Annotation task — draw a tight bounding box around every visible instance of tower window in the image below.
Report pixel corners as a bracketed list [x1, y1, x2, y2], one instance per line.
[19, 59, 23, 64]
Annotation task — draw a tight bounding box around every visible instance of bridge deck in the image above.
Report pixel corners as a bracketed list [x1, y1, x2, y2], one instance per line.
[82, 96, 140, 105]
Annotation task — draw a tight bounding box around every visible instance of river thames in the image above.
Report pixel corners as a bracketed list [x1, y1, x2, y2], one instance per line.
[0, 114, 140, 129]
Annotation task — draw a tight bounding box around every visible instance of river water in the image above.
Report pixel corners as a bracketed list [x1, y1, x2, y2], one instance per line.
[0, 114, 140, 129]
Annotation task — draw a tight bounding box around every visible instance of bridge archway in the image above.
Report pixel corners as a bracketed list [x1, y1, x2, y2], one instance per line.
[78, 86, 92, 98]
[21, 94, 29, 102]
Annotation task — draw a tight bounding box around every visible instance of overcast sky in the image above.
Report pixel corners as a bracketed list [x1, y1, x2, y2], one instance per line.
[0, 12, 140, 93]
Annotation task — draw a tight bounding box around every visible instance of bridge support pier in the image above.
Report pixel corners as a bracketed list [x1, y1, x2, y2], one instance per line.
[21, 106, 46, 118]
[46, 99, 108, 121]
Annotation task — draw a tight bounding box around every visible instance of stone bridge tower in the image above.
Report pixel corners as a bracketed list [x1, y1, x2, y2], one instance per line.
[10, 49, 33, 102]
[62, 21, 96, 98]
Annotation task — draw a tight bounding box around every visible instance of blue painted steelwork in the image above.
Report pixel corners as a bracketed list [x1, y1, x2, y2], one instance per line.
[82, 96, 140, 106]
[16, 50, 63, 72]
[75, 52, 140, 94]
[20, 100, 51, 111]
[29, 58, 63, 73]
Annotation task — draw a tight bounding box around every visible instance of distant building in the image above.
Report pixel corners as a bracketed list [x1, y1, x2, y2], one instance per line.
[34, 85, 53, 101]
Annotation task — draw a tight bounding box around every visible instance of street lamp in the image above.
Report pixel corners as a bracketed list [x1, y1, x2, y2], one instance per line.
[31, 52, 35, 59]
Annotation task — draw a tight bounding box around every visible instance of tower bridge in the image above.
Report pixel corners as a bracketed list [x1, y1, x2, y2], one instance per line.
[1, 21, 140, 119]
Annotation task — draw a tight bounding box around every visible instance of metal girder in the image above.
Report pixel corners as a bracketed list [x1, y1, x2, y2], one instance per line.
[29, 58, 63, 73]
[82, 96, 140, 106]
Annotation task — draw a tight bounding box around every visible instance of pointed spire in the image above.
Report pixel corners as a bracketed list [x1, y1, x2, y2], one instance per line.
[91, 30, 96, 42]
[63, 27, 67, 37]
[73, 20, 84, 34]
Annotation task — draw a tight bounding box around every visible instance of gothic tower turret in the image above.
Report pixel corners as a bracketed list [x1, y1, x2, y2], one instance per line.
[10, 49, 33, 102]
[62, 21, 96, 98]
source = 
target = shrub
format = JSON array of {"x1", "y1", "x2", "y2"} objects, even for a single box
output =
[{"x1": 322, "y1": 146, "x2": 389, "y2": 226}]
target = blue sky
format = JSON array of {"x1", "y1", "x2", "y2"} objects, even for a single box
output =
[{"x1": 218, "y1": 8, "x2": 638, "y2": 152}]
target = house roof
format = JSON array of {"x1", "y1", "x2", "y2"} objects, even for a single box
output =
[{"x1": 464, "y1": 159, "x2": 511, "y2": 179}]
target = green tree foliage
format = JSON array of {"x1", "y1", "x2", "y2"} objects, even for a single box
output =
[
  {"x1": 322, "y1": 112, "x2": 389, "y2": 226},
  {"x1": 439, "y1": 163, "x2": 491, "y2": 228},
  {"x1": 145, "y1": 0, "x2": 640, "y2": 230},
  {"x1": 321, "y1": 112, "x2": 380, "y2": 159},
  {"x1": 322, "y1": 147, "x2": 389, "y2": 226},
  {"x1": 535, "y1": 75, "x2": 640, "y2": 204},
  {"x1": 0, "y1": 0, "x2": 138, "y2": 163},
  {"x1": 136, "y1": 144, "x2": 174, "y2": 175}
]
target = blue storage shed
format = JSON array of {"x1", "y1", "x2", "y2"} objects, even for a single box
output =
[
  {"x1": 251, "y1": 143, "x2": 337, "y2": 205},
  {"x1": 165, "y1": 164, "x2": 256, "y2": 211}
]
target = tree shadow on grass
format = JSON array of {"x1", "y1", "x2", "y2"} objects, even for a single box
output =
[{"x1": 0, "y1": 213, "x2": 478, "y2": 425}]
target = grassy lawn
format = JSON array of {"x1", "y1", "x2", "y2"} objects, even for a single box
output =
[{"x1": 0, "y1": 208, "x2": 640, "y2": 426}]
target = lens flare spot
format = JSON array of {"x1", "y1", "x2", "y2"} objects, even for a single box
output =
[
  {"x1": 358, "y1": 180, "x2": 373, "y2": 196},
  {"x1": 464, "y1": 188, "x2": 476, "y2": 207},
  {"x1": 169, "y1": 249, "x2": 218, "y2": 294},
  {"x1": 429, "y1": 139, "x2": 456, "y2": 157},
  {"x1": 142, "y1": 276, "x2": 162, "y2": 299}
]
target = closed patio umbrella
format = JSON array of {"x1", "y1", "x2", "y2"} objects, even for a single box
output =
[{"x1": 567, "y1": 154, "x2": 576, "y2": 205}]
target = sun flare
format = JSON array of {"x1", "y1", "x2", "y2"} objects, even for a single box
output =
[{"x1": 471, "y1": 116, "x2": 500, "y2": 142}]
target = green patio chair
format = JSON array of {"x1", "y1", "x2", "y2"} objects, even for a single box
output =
· · · ·
→ **Consegna**
Esprimi in CSV a due colonne, "richiesta" e "risultato", le voci dell'elenco che vanno dalla riga con "steelwork in the image above." fino alla riga con "[73, 20, 84, 34]" compresa, una riga per ogni richiesta. Metti testo e risposta ciascuno in un unico campo tra virgolette, sostituendo gli a capo con spazi.

→ **Risultato**
richiesta,risultato
"Annotation task — draw a tight bounding box around every visible instance of blue painted steelwork in the image above. Report pixel corners as a bracketed list [x1, y1, x2, y2], one instance per line.","[82, 96, 140, 106] [16, 50, 63, 72] [75, 52, 140, 94] [20, 100, 51, 111] [29, 58, 63, 73]"
"Annotation task — draw a tight bounding box around every visible instance of distant building in the image above. Report pixel corners as a bracketed list [x1, y1, x2, y2], one instance per line.","[34, 85, 53, 101]"
"Annotation task — draw a tight bounding box around every visible instance of street lamp in the image above. Report pixel corners as a bracketed list [x1, y1, x2, y2], one instance per line.","[31, 52, 35, 59]"
"Annotation task — draw a tight bounding box around every visible instance of tower bridge in the image above. Report pixel corners as a bracketed list [x1, y1, x2, y2], one instance per line.","[1, 21, 140, 119]"
"Annotation task — draw a tight bounding box around every visible instance of metal girder in the image above. Report pixel corners as a bracketed list [x1, y1, x2, y2], one instance per line.","[29, 58, 63, 73] [82, 96, 140, 106]"
"Annotation task — draw a tight bounding box around every visible instance of pointed spire in the image above. Report pixel corners as a bracketed list [x1, y1, x2, y2], one instance per line.","[91, 30, 96, 42] [63, 27, 67, 37] [73, 20, 84, 34]"